# [THE PROBLEM]
Every record must be transcribed in its entirety, apart from the images, which are to be omitted.

# [MATERIAL SUPPLIED]
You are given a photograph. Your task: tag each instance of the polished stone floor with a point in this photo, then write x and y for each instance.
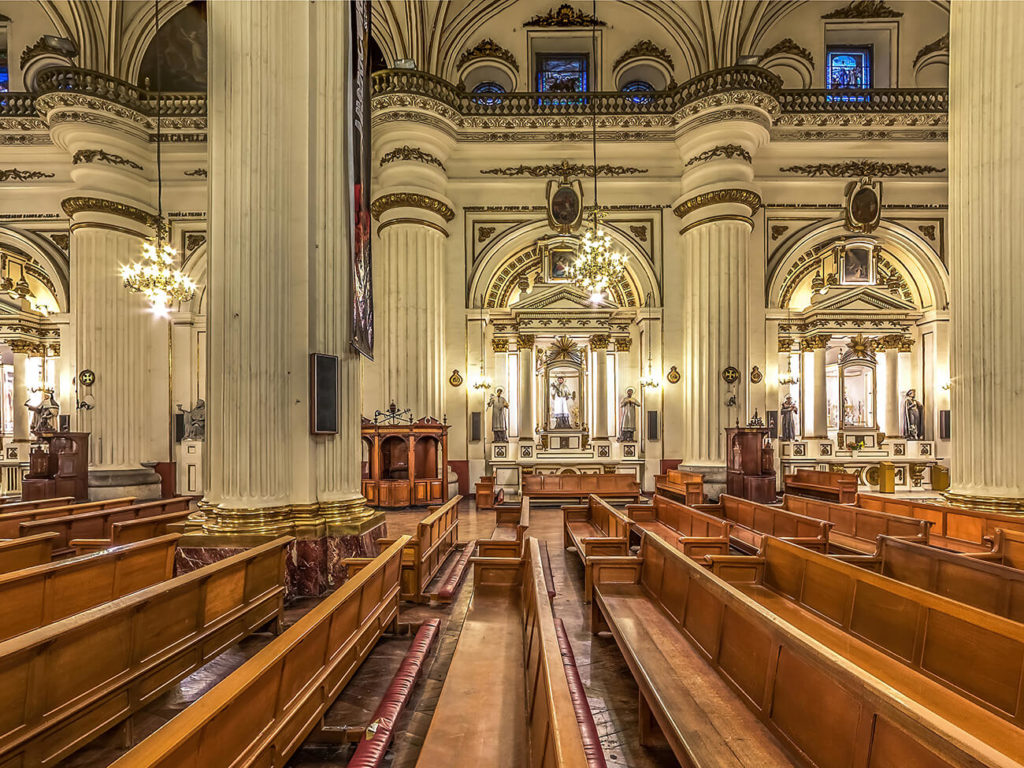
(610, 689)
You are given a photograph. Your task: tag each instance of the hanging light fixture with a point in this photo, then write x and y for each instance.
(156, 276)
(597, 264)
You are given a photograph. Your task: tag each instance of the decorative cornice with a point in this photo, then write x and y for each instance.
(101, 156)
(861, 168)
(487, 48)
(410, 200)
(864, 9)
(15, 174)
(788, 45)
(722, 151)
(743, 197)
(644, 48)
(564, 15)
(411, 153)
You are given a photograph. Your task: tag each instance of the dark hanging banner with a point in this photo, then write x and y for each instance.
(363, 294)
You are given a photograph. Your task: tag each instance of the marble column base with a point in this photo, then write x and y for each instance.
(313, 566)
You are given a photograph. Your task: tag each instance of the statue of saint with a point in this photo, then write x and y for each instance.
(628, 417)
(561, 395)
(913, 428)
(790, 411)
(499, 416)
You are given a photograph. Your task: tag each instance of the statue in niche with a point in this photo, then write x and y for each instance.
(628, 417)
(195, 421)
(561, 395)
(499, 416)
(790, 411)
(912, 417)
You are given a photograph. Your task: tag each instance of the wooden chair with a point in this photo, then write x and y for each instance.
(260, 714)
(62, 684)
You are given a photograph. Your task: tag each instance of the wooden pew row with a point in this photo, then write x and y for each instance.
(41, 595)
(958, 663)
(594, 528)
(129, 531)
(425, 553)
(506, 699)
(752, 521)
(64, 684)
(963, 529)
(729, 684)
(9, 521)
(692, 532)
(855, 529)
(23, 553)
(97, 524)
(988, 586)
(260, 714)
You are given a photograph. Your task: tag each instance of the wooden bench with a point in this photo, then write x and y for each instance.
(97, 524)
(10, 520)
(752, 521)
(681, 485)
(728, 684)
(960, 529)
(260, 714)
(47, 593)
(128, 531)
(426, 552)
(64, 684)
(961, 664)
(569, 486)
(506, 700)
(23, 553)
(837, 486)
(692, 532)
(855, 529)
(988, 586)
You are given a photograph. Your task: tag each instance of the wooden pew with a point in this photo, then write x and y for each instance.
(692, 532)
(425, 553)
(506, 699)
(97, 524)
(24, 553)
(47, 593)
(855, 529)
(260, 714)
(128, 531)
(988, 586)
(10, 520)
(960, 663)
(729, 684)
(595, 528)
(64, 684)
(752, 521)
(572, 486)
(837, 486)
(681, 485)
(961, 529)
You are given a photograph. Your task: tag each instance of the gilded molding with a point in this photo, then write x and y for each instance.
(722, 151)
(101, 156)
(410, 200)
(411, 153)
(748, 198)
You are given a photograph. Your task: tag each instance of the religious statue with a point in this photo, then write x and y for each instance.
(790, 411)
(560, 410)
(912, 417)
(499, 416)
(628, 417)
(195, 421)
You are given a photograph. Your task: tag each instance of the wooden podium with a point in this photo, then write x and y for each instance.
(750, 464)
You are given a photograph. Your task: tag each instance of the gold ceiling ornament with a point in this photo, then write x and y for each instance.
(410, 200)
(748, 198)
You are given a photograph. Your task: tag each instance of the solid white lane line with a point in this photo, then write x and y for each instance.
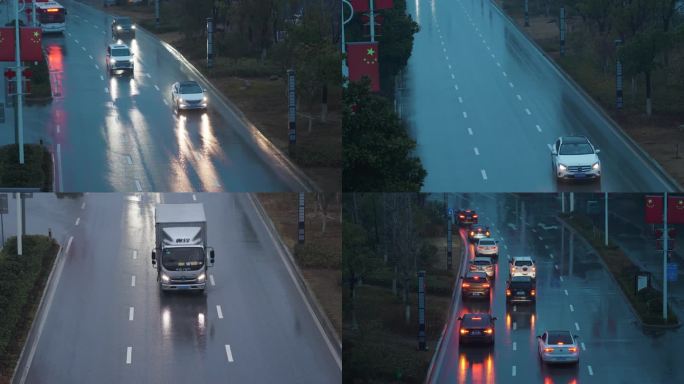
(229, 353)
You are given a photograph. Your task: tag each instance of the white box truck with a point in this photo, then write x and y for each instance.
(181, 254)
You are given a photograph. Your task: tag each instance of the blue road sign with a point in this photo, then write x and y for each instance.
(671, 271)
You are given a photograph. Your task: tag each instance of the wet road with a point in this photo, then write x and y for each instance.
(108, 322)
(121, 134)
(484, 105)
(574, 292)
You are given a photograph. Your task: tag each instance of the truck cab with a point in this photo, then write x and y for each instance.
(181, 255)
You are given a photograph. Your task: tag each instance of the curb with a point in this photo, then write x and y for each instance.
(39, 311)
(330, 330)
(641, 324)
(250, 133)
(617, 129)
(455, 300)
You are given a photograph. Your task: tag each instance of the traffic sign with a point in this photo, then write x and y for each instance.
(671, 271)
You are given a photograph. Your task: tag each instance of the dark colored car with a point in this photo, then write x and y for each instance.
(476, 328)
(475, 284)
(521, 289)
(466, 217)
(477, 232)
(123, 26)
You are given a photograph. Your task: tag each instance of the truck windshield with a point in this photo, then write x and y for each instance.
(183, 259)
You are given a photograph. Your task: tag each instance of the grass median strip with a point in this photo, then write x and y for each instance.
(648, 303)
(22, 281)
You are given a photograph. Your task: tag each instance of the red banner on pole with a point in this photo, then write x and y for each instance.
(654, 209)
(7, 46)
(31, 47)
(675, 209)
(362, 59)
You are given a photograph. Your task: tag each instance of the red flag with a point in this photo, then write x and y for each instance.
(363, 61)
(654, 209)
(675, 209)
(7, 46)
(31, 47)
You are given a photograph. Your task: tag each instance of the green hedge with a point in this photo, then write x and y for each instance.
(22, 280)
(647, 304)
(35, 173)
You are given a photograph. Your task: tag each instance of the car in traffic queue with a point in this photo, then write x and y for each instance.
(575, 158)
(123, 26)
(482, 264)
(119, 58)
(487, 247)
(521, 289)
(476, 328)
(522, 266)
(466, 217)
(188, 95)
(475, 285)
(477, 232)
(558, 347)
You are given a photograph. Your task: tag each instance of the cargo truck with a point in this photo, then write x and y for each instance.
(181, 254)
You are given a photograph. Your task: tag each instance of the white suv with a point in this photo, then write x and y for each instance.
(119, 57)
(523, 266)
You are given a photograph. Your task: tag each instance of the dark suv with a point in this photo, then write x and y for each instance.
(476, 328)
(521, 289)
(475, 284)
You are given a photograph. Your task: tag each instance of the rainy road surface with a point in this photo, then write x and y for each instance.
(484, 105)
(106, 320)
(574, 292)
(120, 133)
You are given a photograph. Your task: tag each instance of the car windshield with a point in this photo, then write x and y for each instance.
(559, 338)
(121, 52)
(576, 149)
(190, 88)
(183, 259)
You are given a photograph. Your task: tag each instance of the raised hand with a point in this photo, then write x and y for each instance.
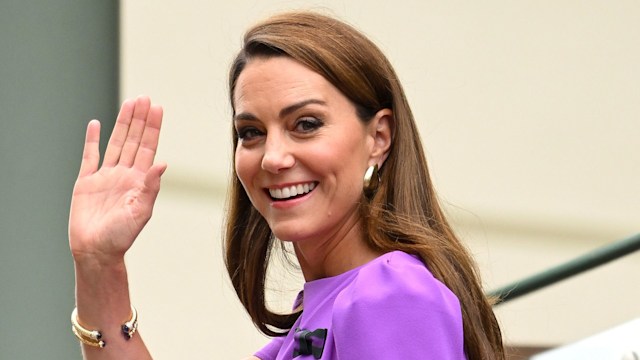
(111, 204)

# [ANSWER]
You are given a photograph. Your task: tag each instance of the polished stone floor with a point in this photo, then write x and y for each instance.
(610, 689)
You are given a photograph. Your task: tag each instance of the hanging light fixture with a point in this photo, then write x and y for each instance.
(156, 276)
(597, 264)
You are given a photograph. Your task: tag each instance of the decorative cornice with a point in this photo, then write x and y for each instance.
(101, 156)
(861, 168)
(487, 48)
(410, 200)
(864, 9)
(15, 174)
(788, 45)
(722, 151)
(743, 197)
(644, 48)
(564, 15)
(411, 153)
You are given a photograph. Your task: tag each instance of the dark hanging banner with a point in this photo, then write x and y for each instance.
(363, 294)
You are given a photograph. Your task: tag each instance of the marble column base with a point in this photo, then write x and y for each instance.
(313, 566)
You are given a photograph. Your task: tag each instance of the statue of saint with a point in this photo, then write x and y for each instance.
(628, 417)
(561, 395)
(913, 428)
(790, 411)
(499, 416)
You are given a photograph. Your task: tag each instance of the statue in niche with a point in this photo, then write x and y for each instance.
(628, 417)
(195, 421)
(561, 395)
(499, 416)
(790, 411)
(912, 417)
You are given a photograph. Your task: tag each instance of the wooden chair with a point in this photo, then write x and y for each instance.
(260, 714)
(62, 684)
You are given a photograph. Your task: tag each instance of the wooden pew row with a point in this photo, then write x and y for each instance.
(41, 595)
(958, 663)
(594, 528)
(129, 531)
(425, 553)
(506, 699)
(752, 521)
(64, 684)
(963, 529)
(729, 684)
(9, 521)
(692, 532)
(855, 529)
(23, 553)
(97, 524)
(988, 586)
(260, 714)
You are given a photograph. Your task: tag each instance of the wooden bench with a point in this photo, then write x and y for each instance.
(97, 524)
(10, 520)
(752, 521)
(681, 485)
(728, 684)
(960, 529)
(260, 714)
(47, 593)
(128, 531)
(426, 552)
(64, 684)
(961, 664)
(569, 486)
(506, 700)
(23, 553)
(837, 486)
(692, 532)
(855, 529)
(988, 586)
You are given a photograph. Your task: tag each instance of the wooden pew with a point in this photo, then write x and y for each instance.
(692, 532)
(425, 553)
(506, 699)
(97, 524)
(24, 553)
(47, 593)
(855, 529)
(260, 714)
(128, 531)
(988, 586)
(10, 520)
(960, 663)
(729, 684)
(595, 528)
(64, 684)
(752, 521)
(572, 486)
(837, 486)
(681, 485)
(961, 529)
You are given a photograph. Your task: tag each instance of the gilded molding with a point in this photo, then write x and y for each instance.
(722, 151)
(101, 156)
(410, 200)
(411, 153)
(748, 198)
You are given a photograph. Your task: tag each instance of the religious statue with a point in this photo, then write x and y for each instance.
(790, 411)
(560, 410)
(912, 417)
(499, 416)
(628, 417)
(195, 421)
You are given a photograph. Your task: tag each instance of the wooden podium with a point in this photo, then write x and y for each instance.
(750, 464)
You are given a photograph. Your task: tag each instance of the gold ceiling ornament with a point in this photo, then write x and y for each instance.
(410, 200)
(748, 198)
You are given a photograph. Your task: tag each instance of the solid white lane line with a point in this photo, then write x and y for each instance.
(229, 353)
You are given a photograph. Your task: tag each instance of the white box truck with a point in this photo, then write x and y for each instance.
(181, 254)
You are given a photograph. Your task: tag each instance of the blue road sign with a point in this photo, then write x and y for each instance.
(671, 271)
You are given a photograph. Your task: tag each instance of the wet road with a point in this photo, then write x and y for each instance.
(108, 322)
(121, 134)
(484, 105)
(574, 292)
You are given a photograph. Your task: tag each instance of the truck cab with a point in this photo, then write x and y for each instance.
(181, 255)
You are given a photograph. Your task: tag each instance of the curb with a point in this photo, then write x and y for each instance.
(39, 311)
(330, 330)
(641, 324)
(250, 133)
(617, 129)
(455, 300)
You are given a photograph. Your task: tag each instance of the traffic sign with a point in this photo, then write x and y for each instance.
(671, 271)
You are given a photograph. Your task: tag each instance of the dark colored car with a point in this photo, then write x and y for each instance.
(476, 328)
(475, 284)
(521, 289)
(466, 217)
(477, 232)
(123, 26)
You are given a photograph. Your task: tag each instance of the truck windshield with a point in this photo, then write x and y for each instance.
(183, 259)
You are given a photograph. Your task: tag each instance of the grass median strip with a point in this photo, then write x and y for each instance.
(648, 303)
(22, 281)
You are given a photograph. Your task: tag each instance of the red banner on pole with a point in this photo, then write x and y for each instance.
(654, 209)
(7, 46)
(31, 47)
(675, 209)
(362, 59)
You are given a photograph. Your task: tag each instance of the red flag with a point in this photo, then write x and y for each instance.
(363, 61)
(654, 209)
(675, 209)
(7, 46)
(31, 47)
You are given a photograph. Your task: tag each instance of the green hedge with a point in this photo, then write x and y for each instance.
(22, 280)
(647, 304)
(35, 173)
You are given a photograph. Your task: tag each instance of the car in traffic queue with a point in this photo, then write x and y for each instance.
(575, 158)
(123, 26)
(482, 264)
(119, 58)
(487, 247)
(521, 289)
(476, 328)
(522, 266)
(466, 217)
(188, 95)
(475, 285)
(477, 232)
(558, 347)
You are given a photograph. Your task: tag each instance of the cargo truck with a point in this photo, then write x and y for each instance.
(181, 254)
You are given a photograph. Your task: tag each instance of the white suv with a point in this photo, then write x and y for each instance.
(119, 57)
(523, 266)
You are given a photograph. Your task: tag each instance of the dark suv with a point in this photo, then write x and y for each instance.
(476, 328)
(521, 289)
(475, 284)
You are given a photograph. Your task: tag each instance of the rainy road surface with a point in this photo, then write x and y for each instance.
(484, 105)
(106, 320)
(574, 292)
(120, 133)
You are given a photograph. Your task: tag each instance of the car windshield with a point in this photo, then write x and y for each instance.
(559, 338)
(121, 52)
(576, 149)
(190, 88)
(183, 259)
You are given a photograph. Your task: tag each instance of the raised hand with a point in this photo, then write x and y for each instance.
(111, 204)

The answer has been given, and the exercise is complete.